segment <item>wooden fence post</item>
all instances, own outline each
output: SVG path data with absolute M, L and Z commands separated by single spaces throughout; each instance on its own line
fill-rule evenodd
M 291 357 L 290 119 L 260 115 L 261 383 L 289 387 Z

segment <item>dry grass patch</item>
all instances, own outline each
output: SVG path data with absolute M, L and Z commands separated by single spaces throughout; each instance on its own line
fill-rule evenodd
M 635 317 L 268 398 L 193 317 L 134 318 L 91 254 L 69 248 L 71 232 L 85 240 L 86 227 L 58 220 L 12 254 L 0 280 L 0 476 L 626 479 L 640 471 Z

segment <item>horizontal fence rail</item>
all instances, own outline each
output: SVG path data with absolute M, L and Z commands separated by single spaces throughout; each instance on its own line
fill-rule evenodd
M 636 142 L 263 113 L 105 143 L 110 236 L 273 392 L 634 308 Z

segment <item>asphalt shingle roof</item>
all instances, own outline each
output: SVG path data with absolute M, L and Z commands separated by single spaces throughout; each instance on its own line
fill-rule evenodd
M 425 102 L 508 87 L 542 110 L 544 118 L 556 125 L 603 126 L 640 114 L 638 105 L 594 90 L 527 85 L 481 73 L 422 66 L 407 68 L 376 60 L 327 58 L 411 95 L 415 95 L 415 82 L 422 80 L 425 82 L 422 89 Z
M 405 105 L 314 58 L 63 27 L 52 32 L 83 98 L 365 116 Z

┄┄┄┄┄┄

Goal → Print all of the items above once more, copying each line character for character.

Solution to this exercise →
segment <item>wooden fence post</item>
all instances, own outline each
output: SVG path data with absolute M, L and Z commands separated by single spaces throughout; each instance on its own line
fill-rule evenodd
M 291 357 L 290 119 L 260 115 L 261 383 L 289 387 Z

segment <item>dry grass patch</item>
all instances, own outline each
output: SVG path data with absolute M, L and Z commands separated by single spaces throughout; each instance on its own line
fill-rule evenodd
M 635 317 L 268 398 L 193 317 L 134 318 L 91 254 L 69 248 L 71 232 L 85 240 L 86 227 L 58 220 L 12 254 L 0 280 L 0 476 L 626 479 L 640 471 Z

segment <item>horizontal fence rail</item>
all instances, own outline each
output: SVG path data with absolute M, L and Z commands separated by single spaces throughout; each instance on its own line
fill-rule evenodd
M 636 142 L 263 113 L 105 143 L 110 236 L 273 392 L 634 308 Z

segment <item>asphalt shingle roof</item>
all instances, own outline each
output: SVG path data with absolute M, L and Z commands separated by single spaces throughout; each instance on its own line
fill-rule evenodd
M 425 102 L 508 87 L 542 110 L 544 118 L 556 125 L 603 126 L 640 114 L 638 105 L 594 90 L 527 85 L 481 73 L 422 66 L 407 68 L 376 60 L 327 58 L 411 95 L 415 95 L 415 82 L 422 80 L 425 82 L 422 89 Z
M 405 105 L 314 58 L 63 27 L 52 32 L 83 98 L 365 116 Z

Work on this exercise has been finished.